[START Text segment]

Studio album by Bill Ryder-Jones
- Released: 8 April 2013
- Genre: Indie rock
- Length: 48:00
- Label: Domino
- Producer: Bill Ryder-Jones, James Ford (add.), Darren Jones (add.)

Bill Ryder-Jones chronology
| If... (2011) | A Bad Wind Blows in My Heart (2013) | Piggy Soundtrack (2013) |

= A Bad Wind Blows in My Heart =

Studio album by English musician Bill Ryder-Jones

A Bad Wind Blows in My Heart is the second studio album by English musician Bill Ryder-Jones. It was released in April 2013 under Domino Records.

==Background==

Ryder-Jones recorded the album in an upstairs bedroom of his mother's house in Liverpool, England, with members of By the Sea as the backing band. The recordings were produced by Ryder-Jones himself, while it was mixed by James Ford and Darren Jones

==Music and lyrics==
James Christopher Monger of Allmusic described the album as an "equally evocative, yet more traditional collection of songs that suggest what Nick Drake might have sounded like had he emerged in the early oughts instead of the late '60s." In addition, Monger felt that the release "never feels like a self-absorbed, autobiographical bore, as Jones' is an enigmatic enough narrator and a gifted enough arranger that what initially seems like ephemera turns out to be surprisingly affecting." At The Fly, Edward Devlin wrote that Ryder-Jones is "a skilled arranger with a keen eye for detail. This surprisingly assured collection of songs sounds like the work of a seasoned songwriter." Barry Nicolson of NME said that the effort is "not maudlin or cynical, but often quite comical", and noted that the music is being "delivered in a hushed, semi-spoken voice that frequently sounds like it’s trying to slunk out of the musical foreground. Once you’ve accustomed yourself to the sedate pace, something haunting, stately and – in a small-scale, arthousey sort of way – cinematic gradually reveals itself." The area of production was touched on by In Your Speakers' Theresa Flanagan who wrote that Ryder-Jones is "a well-seasoned veteran of the music industry and it shows in the well-crafted production, not so much in his genuinely humble affect." At Q, James Oldham highlighted that the album is "melancholic, tauntly-arranged and given warmth by Arctic Monkeys collaborator James Ford's sparse production".

At musicOMH, Martin Headon wrote that "there's more than enough here to establish Ryder-Jones as a serious solo artist – all it needs is one more notch on the self-confidence dial, and that potential could translate into astounding results." Soundblab's Dan Clay told that the listener "leave[s] [...] feeling fully immersed, satisfied and impressed." This Is Fake DIYs Johnny Owen told that "while his vocal delivery sounds as though he’s having to force each word out through cracked lips at the end of a long night, the accompanying music fits perfectly" because it contains "a certain world-worn raggedness." At The 405, Mike Emerson felt that "the album could do with a couple more stand out moments both musically and vocally, however, as far as singer-songwriter albums go, this one stands out a mile." Furthermore, Emerson told that "the straight forward nature of the album doesn't do it any harm whatsoever, yet a lack of any major shift in tempo doesn't do it many favours", and that the truthfulness "really connects, and when distributed with such a softly spoken vocal the songs don't struggle to become quite hypnotising." Dean Van Nguyen of Pitchork wrote that Ryder-Jones "vocal is dulled and rasping throughout, and the songs never blossom like those on If..., seemingly hamstrung by his limited range." At the Metro, Amy Rose Dawson felt that the album "showcase[s] [...] more conventional songwriting in the indie folk vein, big on delicate guitar strumming and pretty piano chords."

[END Text segment]

**Given problem 1**
Answer these questions using the album article:
(a) Under which record label was the album released?
(b) In which room was the album recorded?
(c) Who reviewed the album for NME?
**Given problem 2**
Please reproduce the rows from the line with "Each instance receives one point. Annotate the white column" up to and including the line with "[[351, 329], [100, 331], [401, 331], [152, 335]]".

[START Excerpted records]

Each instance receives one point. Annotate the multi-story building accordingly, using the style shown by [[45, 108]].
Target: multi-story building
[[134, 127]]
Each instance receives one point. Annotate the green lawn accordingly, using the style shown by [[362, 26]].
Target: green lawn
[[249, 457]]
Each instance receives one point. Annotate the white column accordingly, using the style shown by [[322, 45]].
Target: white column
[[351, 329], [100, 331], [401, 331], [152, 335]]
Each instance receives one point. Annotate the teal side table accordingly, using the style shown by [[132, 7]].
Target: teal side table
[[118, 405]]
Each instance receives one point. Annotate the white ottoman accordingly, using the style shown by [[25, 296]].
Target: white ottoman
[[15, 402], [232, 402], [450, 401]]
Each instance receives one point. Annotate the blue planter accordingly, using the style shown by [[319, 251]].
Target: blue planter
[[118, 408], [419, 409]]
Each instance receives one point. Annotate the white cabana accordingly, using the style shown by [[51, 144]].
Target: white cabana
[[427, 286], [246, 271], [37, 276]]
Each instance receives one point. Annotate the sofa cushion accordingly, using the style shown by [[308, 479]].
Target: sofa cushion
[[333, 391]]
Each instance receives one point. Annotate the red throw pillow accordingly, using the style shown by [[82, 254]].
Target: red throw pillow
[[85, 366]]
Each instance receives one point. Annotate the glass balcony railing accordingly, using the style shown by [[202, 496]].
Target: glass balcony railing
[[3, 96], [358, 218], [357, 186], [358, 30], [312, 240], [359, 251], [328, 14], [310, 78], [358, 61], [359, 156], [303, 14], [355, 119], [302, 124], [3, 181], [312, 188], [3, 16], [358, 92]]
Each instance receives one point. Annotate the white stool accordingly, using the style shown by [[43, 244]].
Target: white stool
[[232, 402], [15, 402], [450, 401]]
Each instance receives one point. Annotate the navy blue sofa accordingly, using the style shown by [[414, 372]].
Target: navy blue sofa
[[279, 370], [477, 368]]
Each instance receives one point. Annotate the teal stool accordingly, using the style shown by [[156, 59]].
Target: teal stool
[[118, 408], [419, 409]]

[END Excerpted records]

**Worked solution 1**
(a) Domino Records
(b) An upstairs bedroom of Ryder-Jones's mother's house in Liverpool, England
(c) Barry Nicolson

**Worked solution 2**
Each instance receives one point. Annotate the white column accordingly, using the style shown by [[322, 45]].
Target: white column
[[351, 329], [100, 331], [401, 331], [152, 335]]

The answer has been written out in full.